▸ **Set exercise**
Give every line of the material below as a JSON list of strings, one string per line, with blank lines left out.

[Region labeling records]
------------------------------
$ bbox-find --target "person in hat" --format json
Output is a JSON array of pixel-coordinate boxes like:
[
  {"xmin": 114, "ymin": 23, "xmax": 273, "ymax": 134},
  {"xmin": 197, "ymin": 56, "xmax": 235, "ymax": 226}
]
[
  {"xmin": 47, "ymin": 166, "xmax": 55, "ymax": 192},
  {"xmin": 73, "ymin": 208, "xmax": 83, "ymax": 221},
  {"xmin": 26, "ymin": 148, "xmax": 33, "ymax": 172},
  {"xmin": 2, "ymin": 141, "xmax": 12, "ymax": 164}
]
------------------------------
▸ **Written reply**
[
  "$ bbox-find --target \"person in hat\" --format json",
  "Output is a JSON array of pixel-coordinate boxes like:",
  "[",
  "  {\"xmin\": 114, \"ymin\": 23, \"xmax\": 273, \"ymax\": 134},",
  "  {\"xmin\": 197, \"ymin\": 56, \"xmax\": 235, \"ymax\": 226}",
  "]",
  "[",
  "  {\"xmin\": 47, \"ymin\": 166, \"xmax\": 55, \"ymax\": 192},",
  "  {\"xmin\": 73, \"ymin\": 208, \"xmax\": 83, \"ymax\": 221},",
  "  {\"xmin\": 26, \"ymin\": 148, \"xmax\": 33, \"ymax\": 172},",
  "  {\"xmin\": 2, \"ymin\": 141, \"xmax\": 12, \"ymax\": 164}",
  "]"
]